__JOB A__.
Reproduce word for word the passage of the Singapore labor market article below, starting with "Headline Figures: Singapore" and going on through "with frictional unemployment.".
__JOB B__.
In the Singapore labor market article below, which sectors are named as contributing the largest job gains in Q1 2026?

The Ministry of Manpower published its Singapore Labour Market Q1 2026 report on 30 May 2026, providing the most current picture of employment conditions, wage trends, and foreign workforce flows in Singapore. For employers making hiring decisions — particularly those considering Employment Pass or S Pass applications — the Q1 2026 data provides essential context for workforce planning and COMPASS scoring.

This article summarises the key findings of the MOM Q1 2026 Labour Market Report and draws out their practical implications for companies hiring foreign professionals in Singapore.

Headline Figures: Singapore Labour Market Q1 2026

The overall Singapore labour market remained tight in Q1 2026, with unemployment continuing at levels broadly consistent with full employment. Key headline figures from the MOM report include:

  • Overall unemployment rate: 1.9% (seasonally adjusted), holding steady from Q4 2025. This continues Singapore’s near-full employment conditions that have persisted through 2024–2025.
  • Resident unemployment rate: 2.9%, similarly stable. The resident rate captures Singapore citizens and PRs specifically — the metric most relevant to COMPASS’s local workforce ratio assessment.
  • Citizen unemployment rate: 3.1%, which MOM notes remains within a low range consistent with frictional unemployment.
  • Employment growth: approximately 27,400 net jobs added in Q1 2026 across all sectors, with professional services, information and communications, and financial services contributing the largest gains.
  • Long-term unemployment (unemployed for 25 weeks or more) remained at approximately 0.7% of the labour force — well within historically low bounds.

__PROVIDED DATA__.

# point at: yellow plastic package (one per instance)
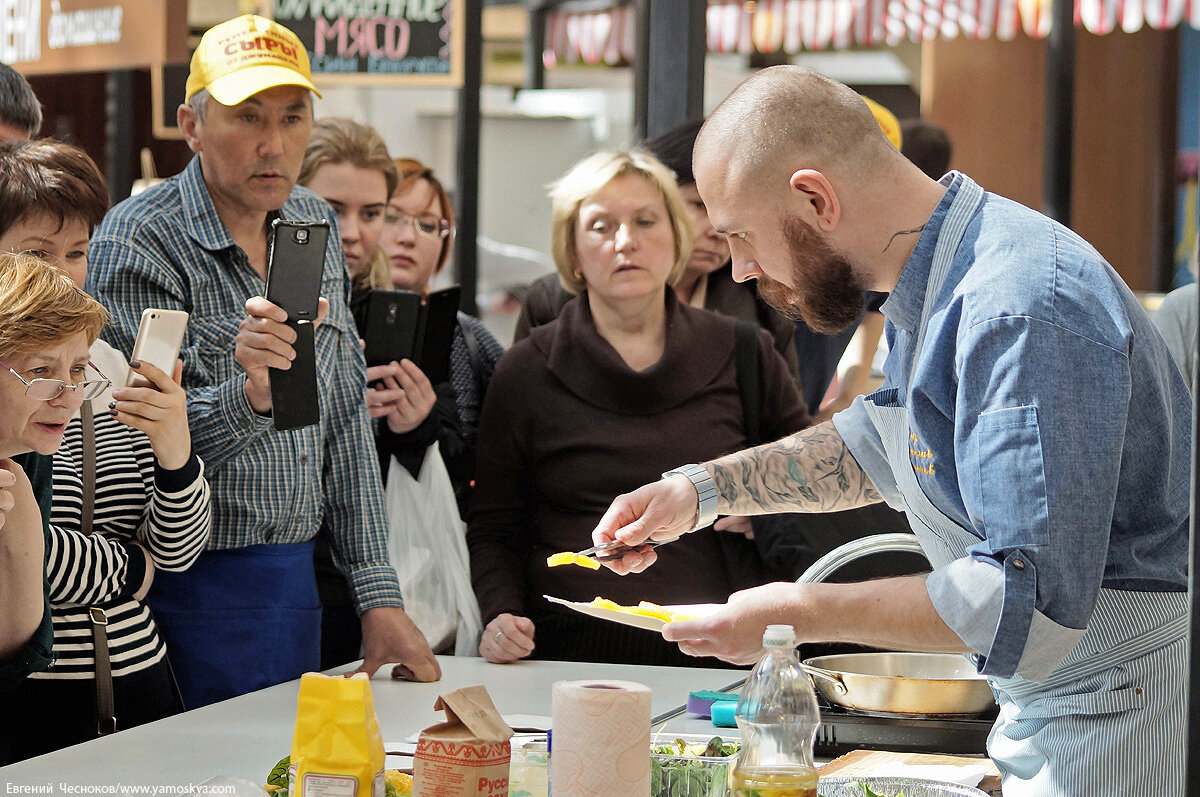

__CORRECT RESULT A__.
Headline Figures: Singapore Labour Market Q1 2026

The overall Singapore labour market remained tight in Q1 2026, with unemployment continuing at levels broadly consistent with full employment. Key headline figures from the MOM report include:

  • Overall unemployment rate: 1.9% (seasonally adjusted), holding steady from Q4 2025. This continues Singapore’s near-full employment conditions that have persisted through 2024–2025.
  • Resident unemployment rate: 2.9%, similarly stable. The resident rate captures Singapore citizens and PRs specifically — the metric most relevant to COMPASS’s local workforce ratio assessment.
  • Citizen unemployment rate: 3.1%, which MOM notes remains within a low range consistent with frictional unemployment.

__CORRECT RESULT B__.
- Professional services
- Information and communications
- Financial services